____ Records supplied
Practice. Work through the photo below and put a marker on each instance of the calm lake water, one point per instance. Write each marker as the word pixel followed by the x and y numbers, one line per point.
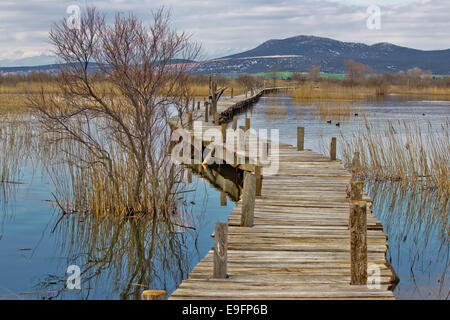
pixel 36 247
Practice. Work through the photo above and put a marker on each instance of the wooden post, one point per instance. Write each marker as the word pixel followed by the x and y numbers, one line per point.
pixel 220 250
pixel 223 199
pixel 358 242
pixel 248 199
pixel 216 118
pixel 189 176
pixel 190 120
pixel 300 138
pixel 154 295
pixel 356 190
pixel 224 132
pixel 356 166
pixel 258 179
pixel 333 149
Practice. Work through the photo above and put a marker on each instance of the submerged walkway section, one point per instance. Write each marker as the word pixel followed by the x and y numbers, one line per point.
pixel 299 244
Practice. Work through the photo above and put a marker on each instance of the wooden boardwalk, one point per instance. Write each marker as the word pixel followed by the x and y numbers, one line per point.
pixel 299 245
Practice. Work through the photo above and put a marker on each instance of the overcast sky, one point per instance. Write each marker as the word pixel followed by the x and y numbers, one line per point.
pixel 231 26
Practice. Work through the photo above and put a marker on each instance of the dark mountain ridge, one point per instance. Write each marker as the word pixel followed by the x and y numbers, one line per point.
pixel 300 52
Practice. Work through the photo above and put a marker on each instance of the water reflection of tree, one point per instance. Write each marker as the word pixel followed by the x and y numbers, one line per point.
pixel 417 224
pixel 128 255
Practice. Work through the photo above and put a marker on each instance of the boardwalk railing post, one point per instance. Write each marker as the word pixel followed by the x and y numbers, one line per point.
pixel 356 190
pixel 206 112
pixel 356 166
pixel 154 295
pixel 220 250
pixel 258 179
pixel 190 120
pixel 216 118
pixel 223 199
pixel 300 138
pixel 224 132
pixel 247 124
pixel 248 199
pixel 333 149
pixel 358 242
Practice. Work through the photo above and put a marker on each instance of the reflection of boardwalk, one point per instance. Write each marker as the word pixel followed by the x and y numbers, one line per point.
pixel 299 245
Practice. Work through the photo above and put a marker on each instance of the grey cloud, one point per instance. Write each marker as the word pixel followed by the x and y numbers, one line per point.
pixel 232 26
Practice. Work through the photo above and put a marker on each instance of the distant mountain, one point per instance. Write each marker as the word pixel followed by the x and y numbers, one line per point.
pixel 299 53
pixel 53 68
pixel 42 59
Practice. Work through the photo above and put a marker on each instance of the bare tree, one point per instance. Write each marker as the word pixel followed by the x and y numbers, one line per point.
pixel 356 72
pixel 314 73
pixel 120 124
pixel 246 81
pixel 298 78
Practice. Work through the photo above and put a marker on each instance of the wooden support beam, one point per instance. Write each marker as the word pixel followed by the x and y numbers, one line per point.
pixel 248 199
pixel 220 250
pixel 234 123
pixel 258 175
pixel 300 138
pixel 333 149
pixel 223 199
pixel 356 190
pixel 189 120
pixel 356 166
pixel 216 118
pixel 154 295
pixel 358 242
pixel 224 131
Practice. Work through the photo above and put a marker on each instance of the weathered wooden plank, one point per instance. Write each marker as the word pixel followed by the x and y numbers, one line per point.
pixel 297 243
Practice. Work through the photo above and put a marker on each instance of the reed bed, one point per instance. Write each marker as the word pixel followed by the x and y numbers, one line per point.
pixel 334 110
pixel 413 155
pixel 332 90
pixel 427 92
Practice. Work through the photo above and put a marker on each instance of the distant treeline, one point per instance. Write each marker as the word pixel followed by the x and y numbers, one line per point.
pixel 357 74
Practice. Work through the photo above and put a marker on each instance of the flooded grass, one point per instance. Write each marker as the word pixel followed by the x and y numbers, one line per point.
pixel 415 155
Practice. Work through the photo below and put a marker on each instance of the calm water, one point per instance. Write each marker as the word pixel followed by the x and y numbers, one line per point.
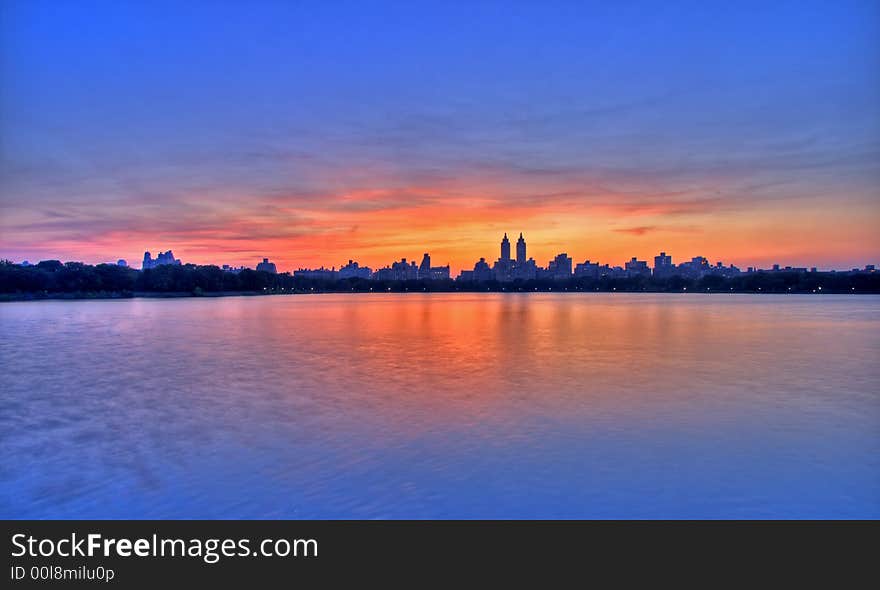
________
* Problem description:
Please turn all the items above into a numbered list, skipping blank lines and leaving the pictures out.

* Exercise output:
1. Practice. Work through the photo below and put a marker on each instance of the calm lake water, one point per instance. Write each marker as the word pixel followed by the x and y numbers, one line per point.
2. pixel 36 247
3. Practice. Work through the photo above and put a marker on each instance of the wooden post, one point per instance. Write each marker as the word pixel followed by the x and y numbers, one line per point.
4. pixel 220 250
5. pixel 223 199
6. pixel 358 242
7. pixel 248 199
8. pixel 216 118
9. pixel 189 176
10. pixel 190 120
11. pixel 300 138
12. pixel 154 295
13. pixel 356 190
14. pixel 224 132
15. pixel 356 166
16. pixel 258 179
17. pixel 333 149
18. Practice. Work through the photo above and put a marker on each instance of the submerged walkway section, one point per instance. Write each marker as the word pixel followed by the x and y numbers, one line per point.
19. pixel 299 244
20. Practice. Work through the photo above and put a marker on each instance of the wooden boardwalk, one point per instance. Write each marker as the word pixel followed by the x and y numbers, one line per point.
21. pixel 299 245
22. Practice. Work through the photo above and put a marker on each instance of the overcast sky, one point per instance. Write each marker as the word pixel followed by the x and y numbers, one line per point.
23. pixel 231 26
24. Practice. Work through the photo above and put a marker on each instance of the dark mountain ridge, one point per instance. Write each marker as the word pixel followed by the x and y numbers, one line per point.
25. pixel 300 52
26. Practice. Work through the photo above and put a marker on each instance of the water reflection of tree, one point per instance. Write each marker as the word pixel followed by the x and y numbers, one line per point.
27. pixel 417 224
28. pixel 128 255
29. Practice. Work through the photo above and put a marker on each instance of the boardwalk railing post, one point per instance. Write each marker as the word pixel followed by the x and y numbers, one line per point.
30. pixel 356 190
31. pixel 206 112
32. pixel 356 166
33. pixel 154 295
34. pixel 220 250
35. pixel 258 179
36. pixel 190 120
37. pixel 216 118
38. pixel 223 199
39. pixel 300 138
40. pixel 224 132
41. pixel 247 124
42. pixel 248 199
43. pixel 333 149
44. pixel 358 242
45. Practice. Work through the photo above and put a marker on each instance of the reflection of boardwalk, one point per instance. Write each marker as the word pixel followed by the x and y numbers, one line per point.
46. pixel 299 245
47. Practice. Work through the photo above and put a marker on each instance of the grey cloud, one point per instance. Write each marker as the word pixel followed by the x and y numbers, one line per point.
48. pixel 232 26
49. Practice. Work through the photo above and put a marker on each instance of the distant mountain, one point per instance. Write each marker as the word pixel followed by the x and y numbers, one line per point.
50. pixel 299 53
51. pixel 53 68
52. pixel 42 59
53. Practice. Work through the photo above and put a marker on each instance of the bare tree, one point per instance. Write each marker as the word pixel followed by the x and y numbers, one line per point.
54. pixel 356 72
55. pixel 314 73
56. pixel 120 124
57. pixel 246 81
58. pixel 298 78
59. Practice. Work through the photo above and put a marker on each instance of the wooden support beam, one point per instance. Write each marker as the word pixel followed by the x and y numbers, one line per point.
60. pixel 248 199
61. pixel 220 250
62. pixel 234 123
63. pixel 258 175
64. pixel 300 138
65. pixel 333 149
66. pixel 223 199
67. pixel 356 190
68. pixel 189 120
69. pixel 356 166
70. pixel 216 118
71. pixel 154 295
72. pixel 358 242
73. pixel 224 131
74. Practice. Work through the photo above and put a marker on each instance of the weathered wooden plank, one point per instance. Write each marker as the word pixel followed by the x and y numbers, one line per point.
75. pixel 297 243
76. Practice. Work through the photo above and put a marker on each instance of the reed bed, one point per instance. Write each marker as the word pixel followed by the x and y numbers, one line per point.
77. pixel 334 110
78. pixel 413 155
79. pixel 332 90
80. pixel 427 92
81. Practice. Work through the photo above and put a marker on each instance of the distant treeline, one point per instance. Write each marker as the word pixel followed by the x and y numbers, one line per point.
82. pixel 357 74
83. Practice. Work through the photo above and put a marker on each instance of the flooded grass, one point per instance. Write each marker as the word pixel followed by the x and y numbers, one line per point.
84. pixel 415 155
85. Practice. Work through the photo below and put a marker on each instance of the calm water, one point per instance. Write each marker as the word pixel followed by the x and y numbers, one line per point.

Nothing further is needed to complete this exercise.